- **PROBLEM DESCRIPTION**:
Copy the records below line for line, without the pictures.

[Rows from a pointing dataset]
-- begin --
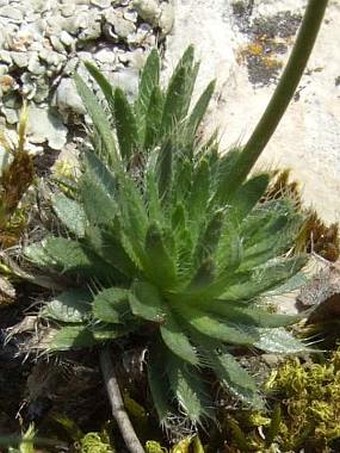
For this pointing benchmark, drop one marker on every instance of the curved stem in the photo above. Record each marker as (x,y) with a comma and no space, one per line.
(283,93)
(131,440)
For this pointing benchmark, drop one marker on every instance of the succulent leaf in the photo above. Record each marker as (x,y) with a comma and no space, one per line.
(71,337)
(70,306)
(176,340)
(111,305)
(146,302)
(126,126)
(100,121)
(70,212)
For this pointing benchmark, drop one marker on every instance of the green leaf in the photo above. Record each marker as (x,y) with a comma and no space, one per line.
(223,176)
(160,267)
(165,170)
(179,93)
(232,375)
(37,254)
(236,378)
(146,302)
(176,340)
(99,118)
(133,215)
(242,313)
(263,279)
(279,341)
(209,240)
(188,388)
(126,125)
(98,190)
(200,191)
(103,332)
(149,80)
(111,305)
(107,243)
(66,254)
(148,89)
(248,195)
(206,324)
(71,337)
(159,384)
(153,119)
(205,275)
(70,212)
(199,111)
(71,306)
(102,81)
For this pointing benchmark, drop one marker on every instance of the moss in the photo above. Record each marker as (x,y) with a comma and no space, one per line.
(310,396)
(305,411)
(95,443)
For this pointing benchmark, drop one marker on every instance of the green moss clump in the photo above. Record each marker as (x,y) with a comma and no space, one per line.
(310,395)
(95,443)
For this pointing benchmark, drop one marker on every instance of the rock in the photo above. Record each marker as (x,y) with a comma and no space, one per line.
(34,65)
(45,125)
(148,10)
(3,38)
(57,44)
(12,13)
(309,127)
(130,15)
(20,59)
(167,18)
(67,99)
(323,294)
(122,27)
(92,31)
(127,80)
(12,115)
(3,69)
(21,41)
(7,83)
(71,66)
(5,57)
(66,39)
(101,3)
(105,56)
(67,9)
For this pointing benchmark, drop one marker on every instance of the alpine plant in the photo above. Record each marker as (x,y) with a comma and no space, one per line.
(161,245)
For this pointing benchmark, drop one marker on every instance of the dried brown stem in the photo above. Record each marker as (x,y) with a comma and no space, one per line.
(131,440)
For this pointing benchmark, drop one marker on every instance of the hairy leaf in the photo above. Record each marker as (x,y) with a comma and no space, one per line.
(100,121)
(111,305)
(126,125)
(71,337)
(70,306)
(176,340)
(188,388)
(102,81)
(146,302)
(160,267)
(279,341)
(199,111)
(70,212)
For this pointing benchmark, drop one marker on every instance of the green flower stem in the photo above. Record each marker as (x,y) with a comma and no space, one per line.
(284,91)
(128,433)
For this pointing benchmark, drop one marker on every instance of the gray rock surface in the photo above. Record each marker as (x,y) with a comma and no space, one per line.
(308,138)
(43,43)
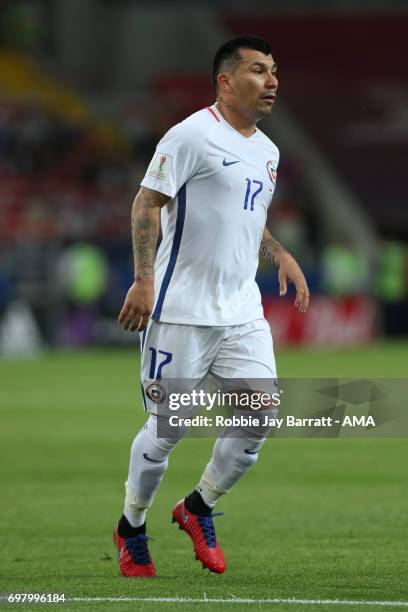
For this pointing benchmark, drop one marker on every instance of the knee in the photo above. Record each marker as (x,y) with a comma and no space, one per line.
(247,457)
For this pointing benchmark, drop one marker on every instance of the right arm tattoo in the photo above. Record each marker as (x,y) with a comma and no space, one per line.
(145,229)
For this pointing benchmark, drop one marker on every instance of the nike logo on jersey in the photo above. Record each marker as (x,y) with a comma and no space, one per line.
(146,456)
(228,163)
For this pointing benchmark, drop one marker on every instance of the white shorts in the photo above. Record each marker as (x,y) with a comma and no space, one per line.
(173,351)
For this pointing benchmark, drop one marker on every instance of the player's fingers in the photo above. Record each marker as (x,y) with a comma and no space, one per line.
(144,322)
(132,316)
(138,323)
(302,298)
(283,286)
(123,313)
(300,294)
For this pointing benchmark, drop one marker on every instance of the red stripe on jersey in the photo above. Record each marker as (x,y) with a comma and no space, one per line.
(213,113)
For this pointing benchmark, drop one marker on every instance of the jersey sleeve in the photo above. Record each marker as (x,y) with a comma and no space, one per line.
(177,158)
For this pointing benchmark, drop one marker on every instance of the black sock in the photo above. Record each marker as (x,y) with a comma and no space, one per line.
(195,504)
(125,529)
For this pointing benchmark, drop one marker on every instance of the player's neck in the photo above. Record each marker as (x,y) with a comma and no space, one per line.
(242,124)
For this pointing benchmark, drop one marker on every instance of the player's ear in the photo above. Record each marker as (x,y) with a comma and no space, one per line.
(224,81)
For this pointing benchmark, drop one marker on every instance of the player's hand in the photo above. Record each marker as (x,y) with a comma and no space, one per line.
(138,305)
(289,271)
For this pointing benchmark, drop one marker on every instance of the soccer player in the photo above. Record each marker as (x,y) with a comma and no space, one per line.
(196,302)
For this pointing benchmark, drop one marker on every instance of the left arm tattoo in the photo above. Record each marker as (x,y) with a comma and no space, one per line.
(269,247)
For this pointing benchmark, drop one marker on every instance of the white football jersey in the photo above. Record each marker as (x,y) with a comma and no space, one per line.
(221,184)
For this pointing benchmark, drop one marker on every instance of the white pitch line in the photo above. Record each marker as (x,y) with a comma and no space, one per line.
(208,600)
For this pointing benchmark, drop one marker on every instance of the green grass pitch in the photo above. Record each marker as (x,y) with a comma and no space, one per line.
(315,519)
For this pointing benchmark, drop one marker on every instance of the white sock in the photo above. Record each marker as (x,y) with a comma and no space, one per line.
-- end --
- **RESPONSE TO THIS TASK**:
For this pointing benchmark, drop one marker on every instance of the curved stem in the photo above. Record each marker as (x,y) with a comma and no space, one per line.
(283,93)
(131,440)
For this pointing benchmark, drop one marker on every instance of the succulent leaf in the photo above. Record each marker as (x,y) with a comma and no space, one per line.
(71,337)
(70,306)
(176,340)
(111,305)
(146,302)
(126,126)
(100,121)
(70,212)
For this pointing benchmark, drop one marker on every instance of the green leaf in the photo above. Record each marker as (x,y) with a comma and no space, one per line.
(223,176)
(160,267)
(165,170)
(179,93)
(232,375)
(37,254)
(236,378)
(146,302)
(176,340)
(99,118)
(133,215)
(242,313)
(263,279)
(279,341)
(209,240)
(188,388)
(126,125)
(98,190)
(200,191)
(103,332)
(149,80)
(111,305)
(107,243)
(66,254)
(148,89)
(248,195)
(206,324)
(71,337)
(159,384)
(153,119)
(205,275)
(70,212)
(199,111)
(71,306)
(102,81)
For this pointing benchmark, drop one marker on every instance of the moss in the photo above. Record each marker as (x,y) with a comma and no space, one per line.
(310,396)
(305,411)
(95,443)
For this pointing benchmark, drop one marker on every instance of the green moss clump in the photo above. Record each marker as (x,y) with a comma and no space, one per line.
(310,395)
(95,443)
For this pointing benchmark, drop one marker on every instance of the rock in the photo above. Record each marker as (x,y) with a comma and no space, one per line.
(34,65)
(45,125)
(148,10)
(3,38)
(57,44)
(12,13)
(309,127)
(130,15)
(20,59)
(167,18)
(67,99)
(323,294)
(122,27)
(92,31)
(127,80)
(12,115)
(3,69)
(21,41)
(7,83)
(71,66)
(5,57)
(66,39)
(101,3)
(105,56)
(67,9)
For this pointing benchmark, drop one marker on every instance of the alpine plant in the photo above. Record each marker as (x,y) with a comma and no space, one per line.
(161,245)
For this pointing benchmark, drop one marker on every instance of the dried brown stem in the photo above. Record each marker as (x,y) with a comma and no space, one per line.
(131,440)
For this pointing benchmark, drop one marker on every instance of the hairy leaf in the photo above. Record each marker as (x,y) with a comma and no space, one per line.
(100,121)
(111,305)
(126,125)
(71,337)
(70,306)
(176,340)
(188,388)
(102,81)
(146,302)
(160,267)
(279,341)
(199,111)
(70,212)
For this pointing benchmark, drop one marker on every instance of the green flower stem in the photo above. Record each marker as (x,y) with a comma and no space, one per line.
(284,91)
(128,433)
For this pointing benchmark, drop one marker on every instance of the gray rock surface in the photo above. Record each marker as (x,y) with a comma and no space, one per line.
(308,138)
(43,43)
For this pointing benchmark, drop one marker on every instance of the knee in the photo above. Record each marker as (x,y) with a comma and no space, one per line.
(247,457)
For this pointing benchmark, drop one marker on every instance of the right arm tattoo in the photo above. Record each marker as (x,y) with a comma and no space, one per line.
(145,229)
For this pointing benchmark, drop one marker on every instance of the nike logo on jersey in the photo above. Record each marker as (x,y) with a comma and no space, one per line.
(146,456)
(228,163)
For this pointing benchmark, drop one marker on every instance of the white shorts in the photo above. Record each marker as (x,y) with a comma and no space, one per line.
(173,351)
For this pointing benchmark, drop one marker on every instance of the player's fingers in the photo above. Record each marker as (x,y) with a comma and no space, one per line.
(144,322)
(132,316)
(138,323)
(302,298)
(283,286)
(123,313)
(300,294)
For this pointing benchmark, drop one marker on every instance of the red stripe on jersey in the photo above. Record each marker as (x,y) with a comma and no space, one per line.
(213,113)
For this pointing benchmark, drop one marker on every instance of the jersey sleeve in the photo above. Record each marker as (x,y) with a comma and no space, one per line.
(177,158)
For this pointing benchmark, drop one marker on every instance of the black sock in the photo above. Record each marker as (x,y) with a comma and no space, one per line.
(195,504)
(125,529)
For this pointing benchmark, drop one marker on every instance of the player's neck in the photo above. Record each marker as (x,y) with a comma and no space, one per line.
(242,124)
For this pointing benchmark, drop one marker on every instance of the player's ear in the photo above. Record each marker as (x,y) with a comma and no space, one per line.
(224,81)
For this pointing benchmark, drop one marker on every instance of the player's hand in the photo above. Record each marker as (x,y) with a comma and no space, one per line.
(138,305)
(289,271)
For this pointing benchmark, drop one marker on every instance of the soccer player in the photo above. Record each marker as (x,y) with a comma and no space, one per line.
(196,302)
For this pointing benchmark, drop one marker on every instance of the left arm tattoo in the photo above. Record each marker as (x,y) with a comma and no space, one per line.
(269,247)
For this pointing benchmark, drop one marker on every instance of the white football jersey in the photo above. Record each marker as (x,y) with a comma and no space, one per line.
(221,184)
For this pointing benchmark, drop one marker on every instance of the white pitch line in the photo above. Record each marker as (x,y) with a comma and no space, one per line.
(208,600)
For this pointing benchmark, drop one marker on every instance of the green grass pitch in the photo above. Record each marker as (x,y) with a comma and no space, one per line.
(315,519)
For this pointing benchmark, drop one marker on every instance of the white sock in the photo above. Record each marker as (x,y) with a comma and no space, one per line.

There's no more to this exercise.